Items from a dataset
§

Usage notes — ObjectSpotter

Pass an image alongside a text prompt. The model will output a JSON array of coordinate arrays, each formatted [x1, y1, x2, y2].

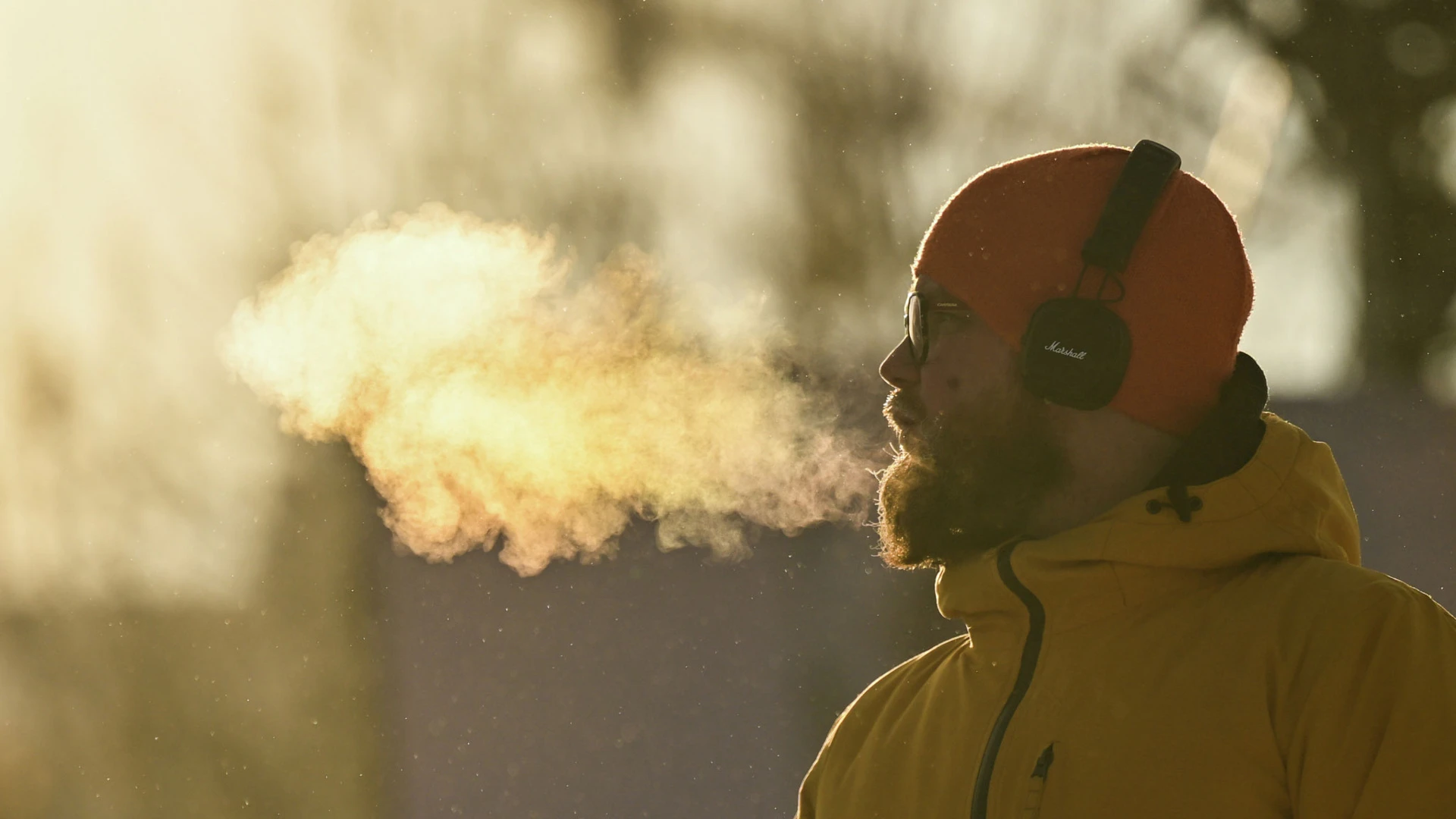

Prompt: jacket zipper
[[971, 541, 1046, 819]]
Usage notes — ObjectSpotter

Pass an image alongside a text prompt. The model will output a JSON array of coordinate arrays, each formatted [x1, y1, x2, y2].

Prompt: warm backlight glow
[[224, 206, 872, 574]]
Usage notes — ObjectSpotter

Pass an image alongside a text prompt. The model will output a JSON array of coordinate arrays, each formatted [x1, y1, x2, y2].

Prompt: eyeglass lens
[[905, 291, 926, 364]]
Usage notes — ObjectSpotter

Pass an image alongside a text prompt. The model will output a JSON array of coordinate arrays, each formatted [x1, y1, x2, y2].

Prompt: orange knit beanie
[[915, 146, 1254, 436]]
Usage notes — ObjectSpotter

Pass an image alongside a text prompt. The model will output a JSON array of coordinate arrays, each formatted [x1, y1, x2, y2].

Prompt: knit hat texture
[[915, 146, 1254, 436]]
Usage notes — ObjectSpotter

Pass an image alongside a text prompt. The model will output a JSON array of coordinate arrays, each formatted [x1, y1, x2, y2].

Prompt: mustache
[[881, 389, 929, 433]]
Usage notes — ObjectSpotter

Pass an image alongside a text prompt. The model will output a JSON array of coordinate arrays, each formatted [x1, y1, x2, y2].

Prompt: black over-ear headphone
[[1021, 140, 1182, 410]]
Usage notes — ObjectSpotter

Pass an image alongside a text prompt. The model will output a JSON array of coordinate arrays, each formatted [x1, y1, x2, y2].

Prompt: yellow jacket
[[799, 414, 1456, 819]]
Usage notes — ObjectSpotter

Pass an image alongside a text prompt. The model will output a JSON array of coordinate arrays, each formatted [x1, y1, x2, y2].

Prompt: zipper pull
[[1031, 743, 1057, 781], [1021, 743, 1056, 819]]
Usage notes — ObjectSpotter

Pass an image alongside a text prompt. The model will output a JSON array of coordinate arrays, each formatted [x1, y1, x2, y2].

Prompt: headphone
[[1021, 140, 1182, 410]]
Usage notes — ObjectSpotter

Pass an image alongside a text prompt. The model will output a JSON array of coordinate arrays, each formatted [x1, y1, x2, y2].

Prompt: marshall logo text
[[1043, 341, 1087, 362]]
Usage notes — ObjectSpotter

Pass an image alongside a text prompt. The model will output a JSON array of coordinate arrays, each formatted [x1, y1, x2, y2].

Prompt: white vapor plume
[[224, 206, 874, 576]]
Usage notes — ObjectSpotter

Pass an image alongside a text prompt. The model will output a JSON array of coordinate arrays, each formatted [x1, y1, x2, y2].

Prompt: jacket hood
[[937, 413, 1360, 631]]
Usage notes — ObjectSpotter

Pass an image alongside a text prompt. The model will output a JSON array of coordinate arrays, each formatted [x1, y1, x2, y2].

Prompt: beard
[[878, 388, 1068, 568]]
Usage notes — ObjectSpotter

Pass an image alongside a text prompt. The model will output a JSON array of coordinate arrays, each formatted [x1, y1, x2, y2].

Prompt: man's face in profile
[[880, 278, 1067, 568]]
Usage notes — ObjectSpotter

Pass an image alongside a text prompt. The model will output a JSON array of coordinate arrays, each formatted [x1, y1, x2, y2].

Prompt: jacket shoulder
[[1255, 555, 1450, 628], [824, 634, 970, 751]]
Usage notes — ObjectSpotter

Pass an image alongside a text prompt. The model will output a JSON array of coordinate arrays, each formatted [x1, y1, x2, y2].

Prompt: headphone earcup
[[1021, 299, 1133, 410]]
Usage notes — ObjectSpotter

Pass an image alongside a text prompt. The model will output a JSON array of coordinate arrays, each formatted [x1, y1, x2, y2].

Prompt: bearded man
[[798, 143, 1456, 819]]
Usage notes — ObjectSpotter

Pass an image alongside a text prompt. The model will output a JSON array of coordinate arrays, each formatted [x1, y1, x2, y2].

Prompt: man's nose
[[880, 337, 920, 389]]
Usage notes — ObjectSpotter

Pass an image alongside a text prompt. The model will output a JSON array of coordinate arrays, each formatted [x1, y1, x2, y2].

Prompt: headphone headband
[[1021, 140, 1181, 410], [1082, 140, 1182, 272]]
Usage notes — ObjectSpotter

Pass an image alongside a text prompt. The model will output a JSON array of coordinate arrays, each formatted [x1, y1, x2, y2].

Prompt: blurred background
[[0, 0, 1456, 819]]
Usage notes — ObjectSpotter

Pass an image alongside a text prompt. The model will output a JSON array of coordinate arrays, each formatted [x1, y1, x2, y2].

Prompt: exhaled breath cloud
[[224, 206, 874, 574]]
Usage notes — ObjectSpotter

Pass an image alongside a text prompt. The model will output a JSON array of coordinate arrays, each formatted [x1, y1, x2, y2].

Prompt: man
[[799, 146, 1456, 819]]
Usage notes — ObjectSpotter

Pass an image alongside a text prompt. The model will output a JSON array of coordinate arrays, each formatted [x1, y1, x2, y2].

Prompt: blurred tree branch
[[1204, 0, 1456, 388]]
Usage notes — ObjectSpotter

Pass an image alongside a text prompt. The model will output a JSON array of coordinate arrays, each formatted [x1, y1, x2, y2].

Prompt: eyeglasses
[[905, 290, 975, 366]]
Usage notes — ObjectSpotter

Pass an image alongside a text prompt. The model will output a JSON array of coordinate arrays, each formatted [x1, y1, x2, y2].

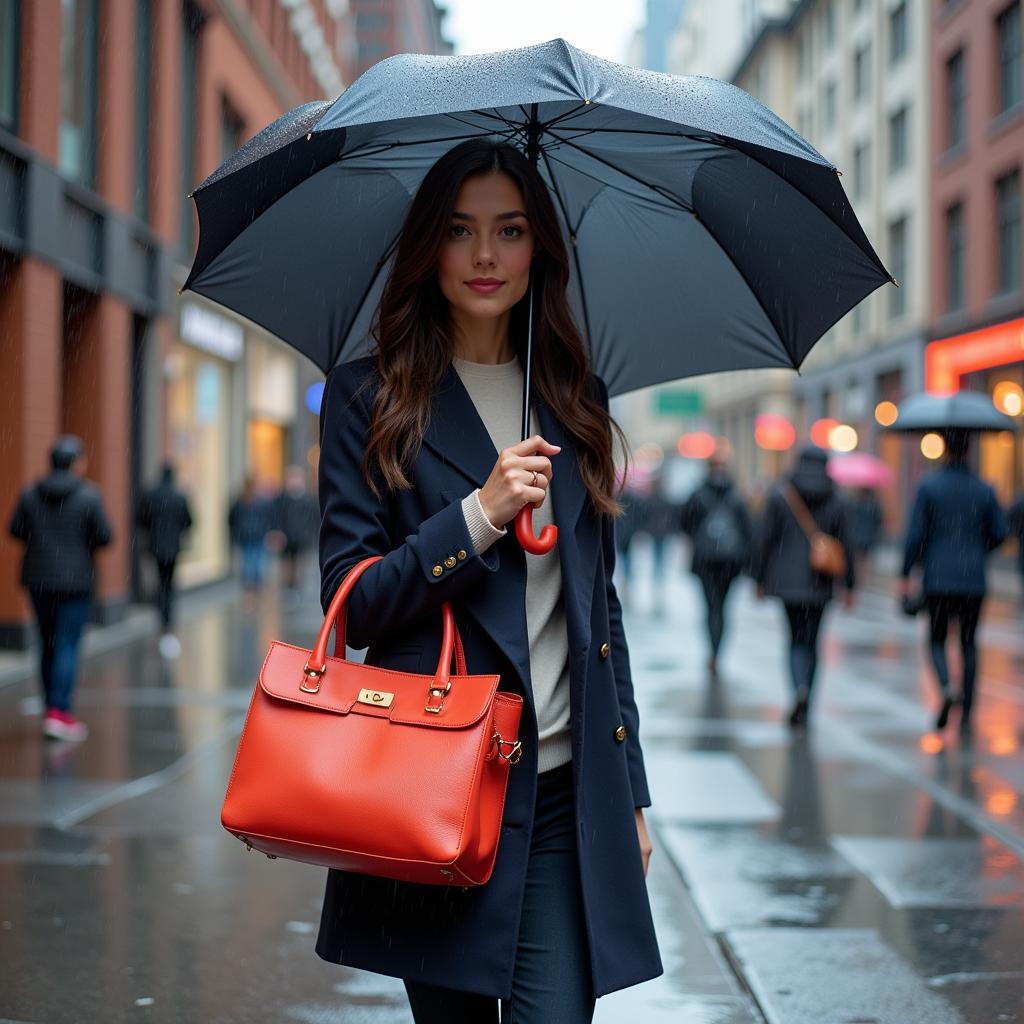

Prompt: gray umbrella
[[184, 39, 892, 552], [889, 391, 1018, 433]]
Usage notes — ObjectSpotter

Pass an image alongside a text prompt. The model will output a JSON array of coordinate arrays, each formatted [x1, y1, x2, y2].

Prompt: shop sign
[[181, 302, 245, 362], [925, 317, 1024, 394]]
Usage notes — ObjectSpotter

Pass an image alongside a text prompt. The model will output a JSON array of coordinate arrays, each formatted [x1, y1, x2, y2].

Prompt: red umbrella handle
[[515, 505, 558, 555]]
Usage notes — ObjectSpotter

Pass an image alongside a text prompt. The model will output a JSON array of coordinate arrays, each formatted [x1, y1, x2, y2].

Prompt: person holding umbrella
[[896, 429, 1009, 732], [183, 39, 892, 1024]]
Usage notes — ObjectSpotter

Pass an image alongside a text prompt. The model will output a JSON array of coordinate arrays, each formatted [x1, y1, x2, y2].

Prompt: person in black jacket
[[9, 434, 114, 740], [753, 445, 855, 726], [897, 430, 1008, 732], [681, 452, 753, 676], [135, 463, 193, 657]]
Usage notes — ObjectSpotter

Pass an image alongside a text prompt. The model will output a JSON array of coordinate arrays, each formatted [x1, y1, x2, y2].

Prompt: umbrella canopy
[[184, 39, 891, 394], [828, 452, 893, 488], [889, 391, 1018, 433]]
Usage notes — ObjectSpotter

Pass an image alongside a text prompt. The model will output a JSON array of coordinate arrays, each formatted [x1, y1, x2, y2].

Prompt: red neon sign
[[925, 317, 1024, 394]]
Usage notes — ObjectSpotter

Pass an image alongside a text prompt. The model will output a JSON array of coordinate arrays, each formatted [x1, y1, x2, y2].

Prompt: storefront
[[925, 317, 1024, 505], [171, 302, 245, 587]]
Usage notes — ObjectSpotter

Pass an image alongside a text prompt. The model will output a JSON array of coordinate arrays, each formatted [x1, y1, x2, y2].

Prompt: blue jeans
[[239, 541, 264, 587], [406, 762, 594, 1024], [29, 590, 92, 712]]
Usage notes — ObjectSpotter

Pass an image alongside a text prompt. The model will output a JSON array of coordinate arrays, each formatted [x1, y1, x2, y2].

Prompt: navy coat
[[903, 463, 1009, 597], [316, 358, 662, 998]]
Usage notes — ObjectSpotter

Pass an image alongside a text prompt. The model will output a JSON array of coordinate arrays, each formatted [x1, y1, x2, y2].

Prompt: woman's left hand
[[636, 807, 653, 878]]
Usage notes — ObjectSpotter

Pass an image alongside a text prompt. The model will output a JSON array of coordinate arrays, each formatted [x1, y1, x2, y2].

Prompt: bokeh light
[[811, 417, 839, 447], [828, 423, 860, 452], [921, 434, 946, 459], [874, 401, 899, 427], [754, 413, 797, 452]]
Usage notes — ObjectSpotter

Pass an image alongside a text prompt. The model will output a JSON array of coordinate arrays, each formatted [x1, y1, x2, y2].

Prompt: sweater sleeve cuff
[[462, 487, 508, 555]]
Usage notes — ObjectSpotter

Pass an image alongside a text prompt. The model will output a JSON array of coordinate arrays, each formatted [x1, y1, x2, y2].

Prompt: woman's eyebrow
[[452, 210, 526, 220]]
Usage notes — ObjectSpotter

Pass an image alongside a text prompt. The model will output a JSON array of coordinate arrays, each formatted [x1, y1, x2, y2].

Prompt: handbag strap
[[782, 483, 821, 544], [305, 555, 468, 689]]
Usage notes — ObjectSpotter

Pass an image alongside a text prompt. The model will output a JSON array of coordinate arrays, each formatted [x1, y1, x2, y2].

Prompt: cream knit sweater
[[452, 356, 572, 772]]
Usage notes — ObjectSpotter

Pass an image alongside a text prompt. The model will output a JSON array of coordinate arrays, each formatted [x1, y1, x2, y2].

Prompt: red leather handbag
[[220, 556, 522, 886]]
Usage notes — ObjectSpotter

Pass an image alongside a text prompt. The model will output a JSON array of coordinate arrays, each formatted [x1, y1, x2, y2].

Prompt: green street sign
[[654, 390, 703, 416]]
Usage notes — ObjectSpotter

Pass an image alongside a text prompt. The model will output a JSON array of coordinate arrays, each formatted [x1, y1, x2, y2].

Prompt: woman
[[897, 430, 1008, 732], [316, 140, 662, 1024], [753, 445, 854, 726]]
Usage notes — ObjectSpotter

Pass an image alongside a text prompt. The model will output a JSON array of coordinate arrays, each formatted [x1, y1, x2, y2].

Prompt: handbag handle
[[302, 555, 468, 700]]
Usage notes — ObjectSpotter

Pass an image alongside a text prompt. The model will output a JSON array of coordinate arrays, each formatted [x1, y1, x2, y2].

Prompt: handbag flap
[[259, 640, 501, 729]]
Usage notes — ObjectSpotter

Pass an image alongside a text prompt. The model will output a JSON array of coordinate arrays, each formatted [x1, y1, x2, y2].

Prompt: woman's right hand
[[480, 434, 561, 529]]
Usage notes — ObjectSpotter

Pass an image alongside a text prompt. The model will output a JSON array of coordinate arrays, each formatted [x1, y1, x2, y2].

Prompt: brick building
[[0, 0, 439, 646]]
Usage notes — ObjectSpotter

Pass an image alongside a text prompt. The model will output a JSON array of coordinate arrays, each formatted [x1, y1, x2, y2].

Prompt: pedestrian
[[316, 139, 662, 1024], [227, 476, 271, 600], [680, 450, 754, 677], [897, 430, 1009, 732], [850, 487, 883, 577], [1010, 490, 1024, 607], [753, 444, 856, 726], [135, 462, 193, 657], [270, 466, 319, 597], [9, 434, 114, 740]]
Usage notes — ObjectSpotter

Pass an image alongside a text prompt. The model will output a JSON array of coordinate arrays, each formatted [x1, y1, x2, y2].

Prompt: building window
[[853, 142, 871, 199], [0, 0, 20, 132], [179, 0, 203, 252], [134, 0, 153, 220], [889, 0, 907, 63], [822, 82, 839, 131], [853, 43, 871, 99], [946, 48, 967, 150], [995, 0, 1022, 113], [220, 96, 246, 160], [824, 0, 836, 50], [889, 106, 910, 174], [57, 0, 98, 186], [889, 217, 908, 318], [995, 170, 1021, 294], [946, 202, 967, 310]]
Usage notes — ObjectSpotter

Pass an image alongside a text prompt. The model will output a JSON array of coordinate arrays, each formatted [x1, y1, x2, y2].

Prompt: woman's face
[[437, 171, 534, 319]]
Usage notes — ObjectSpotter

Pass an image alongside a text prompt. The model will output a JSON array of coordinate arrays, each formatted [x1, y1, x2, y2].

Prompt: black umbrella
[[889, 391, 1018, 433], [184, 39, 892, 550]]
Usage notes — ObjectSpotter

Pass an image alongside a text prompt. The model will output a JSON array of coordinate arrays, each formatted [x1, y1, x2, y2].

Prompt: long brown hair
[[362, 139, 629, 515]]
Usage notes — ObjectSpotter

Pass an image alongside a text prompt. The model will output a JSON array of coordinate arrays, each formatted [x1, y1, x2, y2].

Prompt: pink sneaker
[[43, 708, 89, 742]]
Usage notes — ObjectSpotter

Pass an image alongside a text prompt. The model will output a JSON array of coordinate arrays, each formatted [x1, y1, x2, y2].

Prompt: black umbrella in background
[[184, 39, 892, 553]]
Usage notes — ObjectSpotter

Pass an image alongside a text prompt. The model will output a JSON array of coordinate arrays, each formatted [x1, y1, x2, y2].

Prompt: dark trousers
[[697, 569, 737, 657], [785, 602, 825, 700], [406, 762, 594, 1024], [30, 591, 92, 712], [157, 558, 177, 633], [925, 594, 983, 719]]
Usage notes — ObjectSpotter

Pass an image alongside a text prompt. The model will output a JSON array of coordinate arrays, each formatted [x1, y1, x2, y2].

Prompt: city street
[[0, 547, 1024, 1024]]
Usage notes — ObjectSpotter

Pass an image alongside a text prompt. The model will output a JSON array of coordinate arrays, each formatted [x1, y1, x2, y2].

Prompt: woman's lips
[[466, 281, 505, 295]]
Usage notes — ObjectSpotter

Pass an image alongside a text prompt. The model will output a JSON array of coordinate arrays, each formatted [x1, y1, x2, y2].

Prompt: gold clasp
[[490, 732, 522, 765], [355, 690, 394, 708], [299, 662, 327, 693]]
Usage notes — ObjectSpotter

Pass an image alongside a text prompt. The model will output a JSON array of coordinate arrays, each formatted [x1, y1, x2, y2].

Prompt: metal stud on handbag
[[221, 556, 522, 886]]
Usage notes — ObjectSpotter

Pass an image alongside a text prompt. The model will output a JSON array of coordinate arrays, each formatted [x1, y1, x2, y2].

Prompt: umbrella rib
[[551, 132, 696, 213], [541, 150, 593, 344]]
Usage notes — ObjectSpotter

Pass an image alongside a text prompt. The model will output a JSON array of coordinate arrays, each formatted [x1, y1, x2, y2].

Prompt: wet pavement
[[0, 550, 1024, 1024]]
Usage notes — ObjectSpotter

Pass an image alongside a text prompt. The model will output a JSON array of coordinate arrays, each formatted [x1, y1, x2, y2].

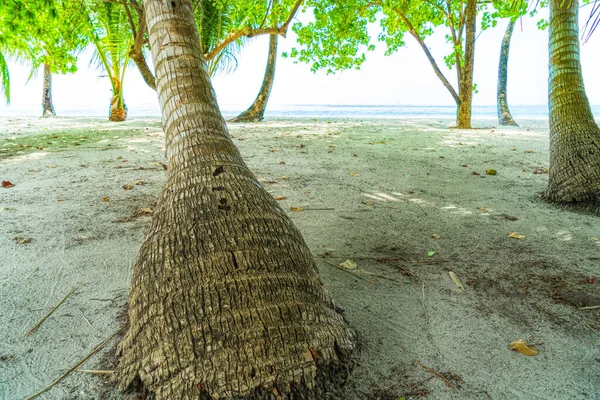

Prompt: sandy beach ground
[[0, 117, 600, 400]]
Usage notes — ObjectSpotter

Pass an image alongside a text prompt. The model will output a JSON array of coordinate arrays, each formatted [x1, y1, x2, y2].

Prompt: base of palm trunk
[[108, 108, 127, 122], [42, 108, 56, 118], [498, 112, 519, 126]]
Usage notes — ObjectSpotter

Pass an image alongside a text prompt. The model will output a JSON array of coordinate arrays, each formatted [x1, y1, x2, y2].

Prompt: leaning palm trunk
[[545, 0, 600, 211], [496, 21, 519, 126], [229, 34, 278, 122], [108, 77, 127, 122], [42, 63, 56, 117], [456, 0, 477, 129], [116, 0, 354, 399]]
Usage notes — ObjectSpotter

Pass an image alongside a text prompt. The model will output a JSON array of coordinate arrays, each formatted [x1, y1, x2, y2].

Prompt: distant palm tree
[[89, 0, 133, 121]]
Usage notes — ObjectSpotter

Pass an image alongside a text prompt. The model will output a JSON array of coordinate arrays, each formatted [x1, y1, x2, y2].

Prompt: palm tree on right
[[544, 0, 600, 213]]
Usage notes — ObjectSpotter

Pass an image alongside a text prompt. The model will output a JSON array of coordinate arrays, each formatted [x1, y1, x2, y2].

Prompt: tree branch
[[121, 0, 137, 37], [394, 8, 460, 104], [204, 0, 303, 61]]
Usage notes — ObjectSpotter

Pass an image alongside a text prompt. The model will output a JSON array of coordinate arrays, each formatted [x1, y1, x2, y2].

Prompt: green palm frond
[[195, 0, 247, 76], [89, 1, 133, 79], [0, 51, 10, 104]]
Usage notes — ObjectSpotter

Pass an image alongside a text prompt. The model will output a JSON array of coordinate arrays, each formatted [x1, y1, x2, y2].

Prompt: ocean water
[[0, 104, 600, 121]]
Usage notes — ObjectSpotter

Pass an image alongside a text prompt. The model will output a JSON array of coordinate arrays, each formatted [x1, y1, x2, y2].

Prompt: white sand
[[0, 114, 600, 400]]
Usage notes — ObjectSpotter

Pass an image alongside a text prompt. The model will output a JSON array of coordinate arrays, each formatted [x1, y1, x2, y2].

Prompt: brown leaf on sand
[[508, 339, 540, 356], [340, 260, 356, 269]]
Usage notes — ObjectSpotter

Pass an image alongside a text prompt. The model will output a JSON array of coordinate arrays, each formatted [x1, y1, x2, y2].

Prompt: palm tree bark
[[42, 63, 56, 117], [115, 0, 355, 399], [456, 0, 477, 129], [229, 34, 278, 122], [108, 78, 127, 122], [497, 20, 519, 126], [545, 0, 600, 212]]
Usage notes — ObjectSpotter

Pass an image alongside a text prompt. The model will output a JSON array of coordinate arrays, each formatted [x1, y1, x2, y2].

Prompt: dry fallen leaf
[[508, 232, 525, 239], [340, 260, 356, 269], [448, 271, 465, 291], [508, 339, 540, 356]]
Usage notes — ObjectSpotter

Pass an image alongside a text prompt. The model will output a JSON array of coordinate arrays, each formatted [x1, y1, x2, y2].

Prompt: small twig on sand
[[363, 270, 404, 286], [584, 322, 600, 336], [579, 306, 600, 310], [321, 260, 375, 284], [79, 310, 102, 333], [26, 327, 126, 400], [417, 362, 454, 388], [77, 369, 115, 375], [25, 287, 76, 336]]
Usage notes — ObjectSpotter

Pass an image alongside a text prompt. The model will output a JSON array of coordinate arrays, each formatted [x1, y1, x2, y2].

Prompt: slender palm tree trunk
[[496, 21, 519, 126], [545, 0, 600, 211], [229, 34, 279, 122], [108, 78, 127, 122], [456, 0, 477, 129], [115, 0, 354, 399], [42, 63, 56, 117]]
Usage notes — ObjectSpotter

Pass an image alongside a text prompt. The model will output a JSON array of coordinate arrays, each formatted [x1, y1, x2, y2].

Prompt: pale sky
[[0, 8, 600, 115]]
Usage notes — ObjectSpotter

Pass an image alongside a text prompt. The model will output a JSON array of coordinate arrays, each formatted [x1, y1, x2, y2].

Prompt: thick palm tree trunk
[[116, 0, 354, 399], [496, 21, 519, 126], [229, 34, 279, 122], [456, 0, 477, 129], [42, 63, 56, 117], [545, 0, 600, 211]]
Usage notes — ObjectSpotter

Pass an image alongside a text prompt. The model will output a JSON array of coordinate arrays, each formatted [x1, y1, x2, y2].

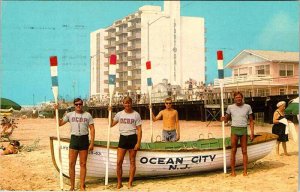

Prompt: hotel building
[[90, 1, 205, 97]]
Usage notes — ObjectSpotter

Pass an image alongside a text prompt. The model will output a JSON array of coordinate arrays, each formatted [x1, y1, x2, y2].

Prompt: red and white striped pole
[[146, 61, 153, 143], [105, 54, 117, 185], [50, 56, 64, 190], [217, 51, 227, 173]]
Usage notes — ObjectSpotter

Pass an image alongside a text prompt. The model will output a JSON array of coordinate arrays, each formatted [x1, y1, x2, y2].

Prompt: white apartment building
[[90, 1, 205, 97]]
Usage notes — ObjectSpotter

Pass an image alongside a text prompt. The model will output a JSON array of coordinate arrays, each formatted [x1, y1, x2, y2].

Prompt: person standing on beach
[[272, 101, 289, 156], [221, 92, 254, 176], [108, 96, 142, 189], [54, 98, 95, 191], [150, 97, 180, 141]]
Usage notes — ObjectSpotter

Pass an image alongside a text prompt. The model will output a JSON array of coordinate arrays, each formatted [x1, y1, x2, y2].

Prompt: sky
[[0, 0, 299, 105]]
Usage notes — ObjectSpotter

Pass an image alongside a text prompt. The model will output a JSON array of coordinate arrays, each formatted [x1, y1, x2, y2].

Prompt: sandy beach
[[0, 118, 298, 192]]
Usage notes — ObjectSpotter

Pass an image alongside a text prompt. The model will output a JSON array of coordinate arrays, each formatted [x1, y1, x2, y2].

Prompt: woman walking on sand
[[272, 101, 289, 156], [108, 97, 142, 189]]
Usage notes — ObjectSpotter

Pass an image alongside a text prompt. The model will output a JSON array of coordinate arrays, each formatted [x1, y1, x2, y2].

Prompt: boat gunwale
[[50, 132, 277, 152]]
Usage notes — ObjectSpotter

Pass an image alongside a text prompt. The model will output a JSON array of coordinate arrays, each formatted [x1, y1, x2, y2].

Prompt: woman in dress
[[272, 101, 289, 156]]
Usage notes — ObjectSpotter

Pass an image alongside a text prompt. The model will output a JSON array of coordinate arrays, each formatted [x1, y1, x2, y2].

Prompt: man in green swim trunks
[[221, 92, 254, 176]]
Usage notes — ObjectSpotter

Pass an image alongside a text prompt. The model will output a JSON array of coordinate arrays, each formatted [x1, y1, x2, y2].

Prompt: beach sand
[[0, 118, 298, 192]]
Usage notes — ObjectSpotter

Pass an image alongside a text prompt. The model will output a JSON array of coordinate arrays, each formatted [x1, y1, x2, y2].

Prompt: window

§

▶ **WHAT IS REQUIRED**: Locate every line in the rows above that contains the string "handle", and copy each such line. The match is case-sensitive.

▶ **FULL OUTPUT**:
Prompt: red umbrella handle
Prompt: handbag handle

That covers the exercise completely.